Task item -
Resume the news report on uninsured rates in Sonoma, Mendocino and Lake counties, continuing it from its final sentence.

Source extract -
::::

In neighboring Mendocino and Lake counties, the uninsured rate was well over 20 percent, leading local officials and insurance experts to equate public health coverage with public wealth.
“A $50,000-a-year job generally comes with health insurance; a $15,000 to $20,000 job generally does not,” said David Hodges, a Santa Rosa health insurance broker.
Dr. Mary Maddux-Gonzalez, Sonoma County public health officer, said the county, state and national rates of the uninsured are “unacceptably high.”
“We are the only industrialized country that does not provide universal access to care,” she said.
The nearly 63,000 uninsured people in Sonoma County are “a significant problem for the health of our community,” Maddux-Gonzalez said.
Mendocino County’s economic slump, including the collapse of the fishing and lumber industries, has generated a crisis in health care, said Stacey Cryer, the county director of public health.
The high rate of the uninsured, pegged by the Census at 20.7 percent, is “one of the biggest problems we face in Mendocino County,” she said.
A chronic shortage of physicians exacerbates Mendocino’s health care woes, she said.
Sonoma County’s relatively low rate of uninsured people is largely a product of the county’s affluence, dented by “pockets of poverty,” said Kathie Powell, chief executive officer of the Petaluma Health Center.
Sonoma County’s median household income of $62,238 a year is higher than the income for Mendocino ($43,205) and Lake ($40,538), according to the Census.
Sonoma’s median income is larger and its uninsured rate is lower than the national levels ($52,029 a year and 15.1 percent uninsured).
The Census tally of 62,860 people without health insurance is dramatically higher than the 38,000 uninsured in Sonoma County cited by the California Health Interview Survey in 2007, a year earlier than the Census survey.
Powell said the discrepancy speaks to the difficulty of accurately measuring health insurance coverage. Even the definition of uninsured is “really ambiguous,” she said, noting that an increasing number of health center patients have insurance with annual deductibles of $1,000 or more.

::::

Recorded data -
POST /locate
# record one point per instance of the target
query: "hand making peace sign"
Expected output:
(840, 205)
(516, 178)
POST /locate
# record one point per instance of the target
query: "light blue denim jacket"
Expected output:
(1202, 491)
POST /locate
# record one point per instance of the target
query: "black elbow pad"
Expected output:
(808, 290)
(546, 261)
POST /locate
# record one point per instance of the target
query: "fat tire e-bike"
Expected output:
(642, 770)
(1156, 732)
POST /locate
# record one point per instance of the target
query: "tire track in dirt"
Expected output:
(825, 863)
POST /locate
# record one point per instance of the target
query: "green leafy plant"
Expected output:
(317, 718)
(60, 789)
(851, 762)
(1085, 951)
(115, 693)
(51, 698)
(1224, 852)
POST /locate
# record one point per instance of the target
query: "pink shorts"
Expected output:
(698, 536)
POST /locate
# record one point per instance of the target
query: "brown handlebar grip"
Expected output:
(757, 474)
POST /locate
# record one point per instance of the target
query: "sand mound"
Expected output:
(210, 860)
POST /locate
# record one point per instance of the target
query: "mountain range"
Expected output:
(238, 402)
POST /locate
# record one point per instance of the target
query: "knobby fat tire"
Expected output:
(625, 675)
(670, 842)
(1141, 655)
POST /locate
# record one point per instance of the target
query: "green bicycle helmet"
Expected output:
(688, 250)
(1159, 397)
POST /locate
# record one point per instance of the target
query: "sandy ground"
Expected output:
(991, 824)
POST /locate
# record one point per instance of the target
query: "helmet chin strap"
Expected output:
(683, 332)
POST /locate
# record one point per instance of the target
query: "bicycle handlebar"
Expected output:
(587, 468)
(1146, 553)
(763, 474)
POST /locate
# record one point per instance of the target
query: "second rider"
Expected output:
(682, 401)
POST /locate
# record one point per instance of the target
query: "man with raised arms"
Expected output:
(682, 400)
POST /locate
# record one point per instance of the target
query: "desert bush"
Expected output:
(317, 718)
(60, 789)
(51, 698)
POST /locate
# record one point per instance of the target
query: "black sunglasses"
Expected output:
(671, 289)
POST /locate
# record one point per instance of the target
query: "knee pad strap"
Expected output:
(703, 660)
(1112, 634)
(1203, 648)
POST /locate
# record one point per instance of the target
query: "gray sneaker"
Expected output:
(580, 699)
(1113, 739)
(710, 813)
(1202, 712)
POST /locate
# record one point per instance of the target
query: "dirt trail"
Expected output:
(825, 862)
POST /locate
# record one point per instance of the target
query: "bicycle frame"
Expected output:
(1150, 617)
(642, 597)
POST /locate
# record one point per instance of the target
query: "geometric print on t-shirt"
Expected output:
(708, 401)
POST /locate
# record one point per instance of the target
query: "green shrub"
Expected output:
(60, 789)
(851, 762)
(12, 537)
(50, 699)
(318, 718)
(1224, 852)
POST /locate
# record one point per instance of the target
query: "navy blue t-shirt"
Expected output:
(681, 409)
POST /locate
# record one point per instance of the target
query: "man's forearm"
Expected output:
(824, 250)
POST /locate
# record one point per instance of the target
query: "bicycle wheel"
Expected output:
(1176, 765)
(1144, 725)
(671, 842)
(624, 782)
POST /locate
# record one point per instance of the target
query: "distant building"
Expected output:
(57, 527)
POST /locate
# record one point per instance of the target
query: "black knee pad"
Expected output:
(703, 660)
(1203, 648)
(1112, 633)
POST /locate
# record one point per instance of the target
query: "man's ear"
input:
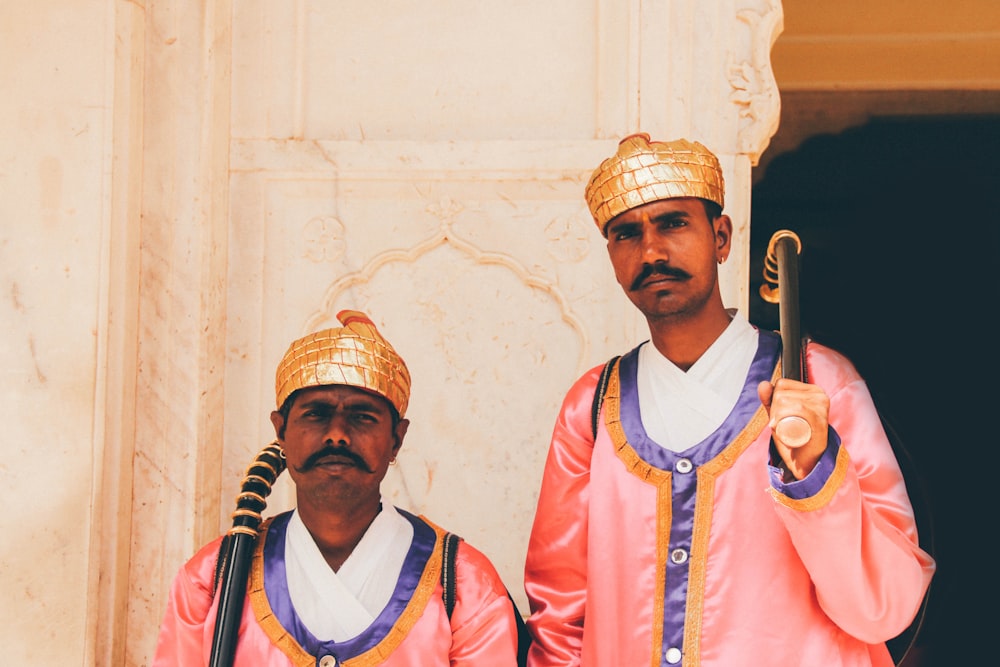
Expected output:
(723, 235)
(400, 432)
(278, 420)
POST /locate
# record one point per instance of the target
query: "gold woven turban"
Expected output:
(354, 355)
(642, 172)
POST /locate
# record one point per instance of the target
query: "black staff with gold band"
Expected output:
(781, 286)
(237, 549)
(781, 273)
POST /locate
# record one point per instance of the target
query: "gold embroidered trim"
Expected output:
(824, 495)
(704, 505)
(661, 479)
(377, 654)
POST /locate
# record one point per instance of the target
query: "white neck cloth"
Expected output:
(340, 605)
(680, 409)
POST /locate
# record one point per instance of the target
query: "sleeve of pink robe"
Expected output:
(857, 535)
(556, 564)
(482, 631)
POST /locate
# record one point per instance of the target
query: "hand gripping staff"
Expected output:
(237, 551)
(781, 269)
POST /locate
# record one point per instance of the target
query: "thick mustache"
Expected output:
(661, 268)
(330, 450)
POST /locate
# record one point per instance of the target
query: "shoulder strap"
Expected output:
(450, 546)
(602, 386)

::::

Answer space -
People who must pay that much out of pocket before their insurance kicks in are “less likely to get regular medical care,” Powell said.
“Health care access is what’s important,” she said. “That’s the bottom line.”
Health care costs can’t be reined in unless nearly everyone is insured, said Hodges, the insurance broker. The insurance mandate included in Sen. Max Baucus’ health care overhaul bill is the right approach, he said.
“You’ve got to have it,” Hodges said, referring to insurance for all.
Meanwhile, Sonoma County’s uninsured rate has likely worsened this year because of job layoffs in construction and auto sales, Hodges said.
Dr. Richard Powers, a Sebastopol physician and Sonoma County Medical Association president, questioned whether the Census report accurately reflected the county’s population of migrant workers, who he said have high rates of unemployment, low rates of insurance and are typically undercounted by the Census.
And the county’s nearly 63,000 uninsured are “a tragedy,” Powers said, because many delay getting medical care.
“Sometimes they get sicker,” he said. “Occasionally, people die because they don’t go get help when they should have.”
The pervasively low rates of uninsured people 65 and over — 1.2 percent in Sonoma County; 1.4 percent nationwide — are the result of Medicare’s wide reach, officials said.
“You turn 65, you’re a U.S. citizen, you have Medicare,” Hodges said.